== DESCRIPTION OF THE TASK ==
Set down each line of the data exactly, but not the pictures.
STUDY MATERIAL START
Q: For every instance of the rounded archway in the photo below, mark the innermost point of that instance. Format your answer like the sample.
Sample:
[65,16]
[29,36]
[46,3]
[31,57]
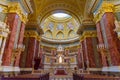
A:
[62,26]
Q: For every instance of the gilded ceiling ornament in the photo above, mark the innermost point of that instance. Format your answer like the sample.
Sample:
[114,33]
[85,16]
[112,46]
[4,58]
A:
[106,7]
[70,25]
[60,27]
[88,34]
[16,8]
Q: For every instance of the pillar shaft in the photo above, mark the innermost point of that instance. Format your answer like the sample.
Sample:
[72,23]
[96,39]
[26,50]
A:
[89,52]
[108,19]
[12,21]
[20,42]
[31,52]
[101,42]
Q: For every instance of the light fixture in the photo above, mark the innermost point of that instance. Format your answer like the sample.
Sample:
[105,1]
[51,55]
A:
[1,9]
[60,15]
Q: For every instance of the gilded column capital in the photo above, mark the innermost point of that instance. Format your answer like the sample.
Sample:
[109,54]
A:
[106,7]
[88,34]
[16,8]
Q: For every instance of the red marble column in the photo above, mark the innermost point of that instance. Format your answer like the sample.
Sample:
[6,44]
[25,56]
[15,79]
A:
[53,52]
[79,58]
[24,54]
[66,52]
[99,33]
[12,21]
[83,50]
[41,57]
[31,52]
[101,42]
[37,49]
[109,19]
[89,52]
[20,42]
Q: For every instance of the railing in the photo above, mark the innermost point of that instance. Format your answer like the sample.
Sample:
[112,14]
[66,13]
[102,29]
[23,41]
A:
[28,77]
[93,77]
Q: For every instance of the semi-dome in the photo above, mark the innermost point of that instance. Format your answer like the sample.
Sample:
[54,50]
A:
[60,26]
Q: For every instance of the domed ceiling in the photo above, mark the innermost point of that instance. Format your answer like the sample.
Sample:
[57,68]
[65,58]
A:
[60,26]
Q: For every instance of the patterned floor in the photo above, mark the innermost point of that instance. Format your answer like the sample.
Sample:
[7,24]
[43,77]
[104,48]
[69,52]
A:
[61,78]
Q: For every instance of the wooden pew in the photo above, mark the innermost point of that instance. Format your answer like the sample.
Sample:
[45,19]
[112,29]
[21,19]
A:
[28,77]
[93,77]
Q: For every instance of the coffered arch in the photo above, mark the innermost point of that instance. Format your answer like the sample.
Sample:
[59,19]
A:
[60,7]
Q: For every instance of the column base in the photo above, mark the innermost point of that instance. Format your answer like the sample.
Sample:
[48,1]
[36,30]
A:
[26,69]
[111,69]
[9,69]
[114,69]
[105,69]
[94,69]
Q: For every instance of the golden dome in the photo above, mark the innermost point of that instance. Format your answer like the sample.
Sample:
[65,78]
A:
[60,26]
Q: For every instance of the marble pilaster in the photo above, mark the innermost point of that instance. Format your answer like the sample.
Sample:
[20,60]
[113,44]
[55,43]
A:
[109,19]
[31,52]
[12,22]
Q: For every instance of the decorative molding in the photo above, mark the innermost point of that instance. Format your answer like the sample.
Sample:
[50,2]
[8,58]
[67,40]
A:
[15,7]
[106,7]
[32,33]
[88,34]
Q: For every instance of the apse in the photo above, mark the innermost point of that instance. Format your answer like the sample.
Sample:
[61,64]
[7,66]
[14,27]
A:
[60,25]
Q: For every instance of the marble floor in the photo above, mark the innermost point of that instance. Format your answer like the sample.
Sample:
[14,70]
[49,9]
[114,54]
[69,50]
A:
[61,77]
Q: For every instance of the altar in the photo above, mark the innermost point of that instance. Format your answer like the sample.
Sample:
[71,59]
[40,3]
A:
[61,63]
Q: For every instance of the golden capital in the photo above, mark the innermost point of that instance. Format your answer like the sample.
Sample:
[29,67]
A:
[106,7]
[16,8]
[31,33]
[88,34]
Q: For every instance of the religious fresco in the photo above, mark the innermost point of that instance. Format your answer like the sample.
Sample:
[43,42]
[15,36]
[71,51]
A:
[60,35]
[60,27]
[48,34]
[50,26]
[70,25]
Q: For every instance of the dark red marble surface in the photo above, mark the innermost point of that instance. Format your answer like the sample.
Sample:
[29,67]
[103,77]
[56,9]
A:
[30,52]
[108,19]
[12,21]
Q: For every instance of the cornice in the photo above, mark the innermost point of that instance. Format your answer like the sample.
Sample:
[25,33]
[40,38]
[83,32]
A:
[86,25]
[106,7]
[88,34]
[60,41]
[32,33]
[35,26]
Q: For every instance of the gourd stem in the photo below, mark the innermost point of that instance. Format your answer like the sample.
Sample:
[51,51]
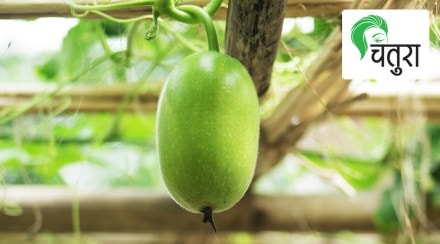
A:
[202,16]
[110,6]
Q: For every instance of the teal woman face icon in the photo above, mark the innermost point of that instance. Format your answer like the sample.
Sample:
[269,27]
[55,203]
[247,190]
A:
[371,29]
[375,35]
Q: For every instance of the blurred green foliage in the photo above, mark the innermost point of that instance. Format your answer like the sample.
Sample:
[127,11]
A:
[114,150]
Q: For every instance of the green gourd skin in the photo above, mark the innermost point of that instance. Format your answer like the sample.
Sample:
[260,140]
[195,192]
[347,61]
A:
[207,132]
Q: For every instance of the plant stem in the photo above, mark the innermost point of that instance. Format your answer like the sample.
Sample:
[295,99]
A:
[200,15]
[110,6]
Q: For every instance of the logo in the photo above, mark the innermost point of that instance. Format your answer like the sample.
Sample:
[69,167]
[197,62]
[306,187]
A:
[384,44]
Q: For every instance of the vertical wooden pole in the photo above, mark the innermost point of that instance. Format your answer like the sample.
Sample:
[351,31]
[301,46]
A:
[253,32]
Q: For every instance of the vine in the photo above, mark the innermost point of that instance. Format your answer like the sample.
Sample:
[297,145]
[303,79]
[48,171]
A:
[189,14]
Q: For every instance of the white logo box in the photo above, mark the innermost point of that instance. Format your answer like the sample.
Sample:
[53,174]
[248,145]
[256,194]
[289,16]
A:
[406,44]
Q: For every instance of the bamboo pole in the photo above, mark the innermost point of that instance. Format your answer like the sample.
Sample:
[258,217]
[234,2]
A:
[140,210]
[25,9]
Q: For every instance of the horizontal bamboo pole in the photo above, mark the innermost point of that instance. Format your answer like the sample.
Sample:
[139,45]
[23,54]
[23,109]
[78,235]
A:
[49,209]
[23,9]
[89,99]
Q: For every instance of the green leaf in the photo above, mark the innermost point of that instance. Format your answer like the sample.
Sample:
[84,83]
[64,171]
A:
[385,217]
STUDY MATERIAL END
== WRITTEN RESPONSE ==
Q: For every instance of the rounded archway in the photo below, mark the innermost point of that instance. Format your answer like the sample.
Sample:
[65,16]
[29,36]
[46,3]
[31,57]
A:
[62,26]
Q: For every instance of the gilded ceiling ornament in the photo above, mark the innermost point of that instance. Format your answer like the sample.
Sample:
[114,33]
[85,16]
[112,46]
[4,58]
A:
[106,7]
[70,25]
[60,27]
[88,34]
[16,8]
Q: For every instance of the pillar shaft in the photo above, mark the innermost point of that instance. Format your answer like the sample.
Sample:
[72,23]
[96,39]
[26,50]
A:
[89,52]
[108,19]
[12,21]
[20,42]
[31,52]
[101,42]
Q: For every instance of the light fixture in the photo above, mark the innermost point of that instance. Format your answer like the sample.
Sample:
[105,1]
[51,55]
A:
[1,9]
[60,15]
Q: For every instance of the gilded column capital in the photo above, mark the innermost point of that instance. Format your answer like the sample.
Sample:
[109,54]
A:
[106,7]
[88,34]
[16,8]
Q: For every instance of the red marble column in the photo above, mark the innermost point of that instance. Format your answer like the sample.
Sample:
[6,44]
[25,56]
[15,79]
A:
[53,52]
[79,58]
[24,54]
[66,52]
[99,33]
[12,21]
[83,50]
[41,57]
[31,52]
[101,42]
[37,49]
[109,19]
[89,52]
[20,42]
Q: For every instance of the railing in the photo above, mark the innermost point of that instance. Format your answer like the sample.
Sample:
[112,14]
[66,13]
[102,29]
[23,41]
A:
[28,77]
[93,77]
Q: For every instance of the semi-dome in the photo above, mark the innermost point of that instance. Format your answer like the sample.
Sample:
[54,50]
A:
[60,26]
Q: For every instance of the domed ceiling in the photo above, mark the innermost point of that instance. Format your answer like the sample.
Sample:
[57,68]
[65,58]
A:
[60,26]
Q: For every instance of the patterned floor in the photo above, mark the innermost point of that instance. Format your answer like the sample.
Sample:
[7,24]
[43,77]
[104,48]
[69,52]
A:
[61,78]
Q: For every instance of the wooden pew in the photo above, mark the innermost point of that instance. Format your answer like the sample.
Sample:
[45,19]
[112,29]
[21,19]
A:
[28,77]
[93,77]
Q: For every instance of the coffered arch in the photo above, mark the innermost point of that instance. Format your answer like the sample.
Sample:
[59,19]
A:
[60,7]
Q: For every instance of the column base in the photo above, mark the innermost point of that instance. Format your answer like the sample.
Sample:
[48,1]
[36,30]
A:
[26,69]
[111,69]
[9,69]
[114,69]
[105,69]
[94,69]
Q: For every instance of the golden dome in the photo above, mark the innermost point of that instance. Format your answer like the sample.
Sample:
[65,78]
A:
[60,26]
Q: For every instance of the marble pilaster in the photo above, mark the innermost point of that instance. Format your answer like the sample.
Sample:
[20,60]
[113,44]
[55,43]
A:
[109,19]
[31,52]
[12,22]
Q: For every instance of the decorative molding in the photo above, mark the innermost point of that instance. Format your answer like the sample.
Sample:
[50,2]
[8,58]
[67,40]
A:
[15,7]
[106,7]
[32,33]
[88,34]
Q: For every instance of the apse in the photo above, mark the innermost point of that instance. Format your answer like the sample.
Sample:
[61,64]
[7,66]
[14,27]
A:
[60,25]
Q: For every instance of the marble floor in the photo above, mark the innermost point of that instance. Format your answer like the sample.
Sample:
[14,70]
[49,9]
[114,54]
[69,50]
A:
[61,77]
Q: For every instance of the altar in the photo above, mark the innermost point of that instance. Format your answer like the sample.
Sample:
[71,59]
[40,3]
A:
[61,63]
Q: For every instance of the golden capital in the photo above, mark the innermost point of that instance. Format your answer like the sample.
Sample:
[29,67]
A:
[106,7]
[16,8]
[31,33]
[88,34]
Q: For every instance of the religious fresco in the photo above, mark the innermost point of that instance. Format your answer like the sample.
Sample:
[43,42]
[15,36]
[71,51]
A:
[60,35]
[60,27]
[48,34]
[50,26]
[70,25]
Q: For every instance of the dark red marble surface in the photo above, mark the innermost point of that instance. Format your answer like the sample.
Sample:
[29,67]
[103,77]
[56,9]
A:
[30,52]
[108,19]
[12,21]
Q: For every instance of the cornice in the photo above, mark the innermost point of that instance. Format your answer like the sample.
Sample:
[25,33]
[40,38]
[83,32]
A:
[86,25]
[106,7]
[88,34]
[60,41]
[32,33]
[35,26]
Q: For every instance of the gourd stem in the photo below, mark the innermost point of that instance. Format your answer like the sample.
Sample:
[51,51]
A:
[202,16]
[110,6]
Q: For every instance of the teal woman face icon in the photo above, mark the innermost point of that instance. Format your answer like the sample.
Sample:
[269,27]
[55,203]
[247,190]
A:
[371,29]
[375,35]
Q: For every instance of the blurred green foliage in the photo above, mark the innermost point of that instance. Format your answer like the sample.
Sample:
[127,11]
A:
[114,150]
Q: For every instance of the green gourd skin in the photo above, mark the innermost point of that instance. Format your answer like the sample.
Sample:
[260,140]
[195,192]
[347,61]
A:
[207,132]
Q: For every instance of the plant stem in the photo above, mark the innermost point of that instance. Format your answer like the sample.
Sample:
[295,99]
A:
[200,15]
[110,6]
Q: For every instance of the logo in the photo above, mark the innermost point of that instance. Format your answer like the sample.
Sample:
[69,167]
[197,62]
[306,187]
A:
[384,44]
Q: For every instance of the vertical wooden pole in the photo above, mark the innermost point of that instance. Format your answer like the sample.
Sample:
[351,31]
[301,46]
A:
[253,32]
Q: For every instance of the vine in the photo above, mark the innermost point of that instance. Format your answer like the sample.
Sample:
[297,145]
[303,79]
[48,171]
A:
[189,14]
Q: For every instance of the white logo box in the photo above, mark the innermost point of that instance. Format your answer like the sample.
Sample:
[53,174]
[248,145]
[256,194]
[289,16]
A:
[406,44]
Q: For every instance of the bamboo pole in the photo above, mark the innermost point of that instance. Format your answer like the sample.
Sample:
[258,217]
[234,2]
A:
[140,210]
[25,9]
Q: For every instance of the horizontal bamboo pole in the photo above, mark the innermost point of that instance. Format your answer like the sample.
Sample:
[139,45]
[23,54]
[23,109]
[78,235]
A:
[49,209]
[23,9]
[89,99]
Q: For every instance of the green leaf in the photo above, mark the innermost point of that instance. Format your answer like the sample.
Sample:
[84,83]
[64,171]
A:
[385,217]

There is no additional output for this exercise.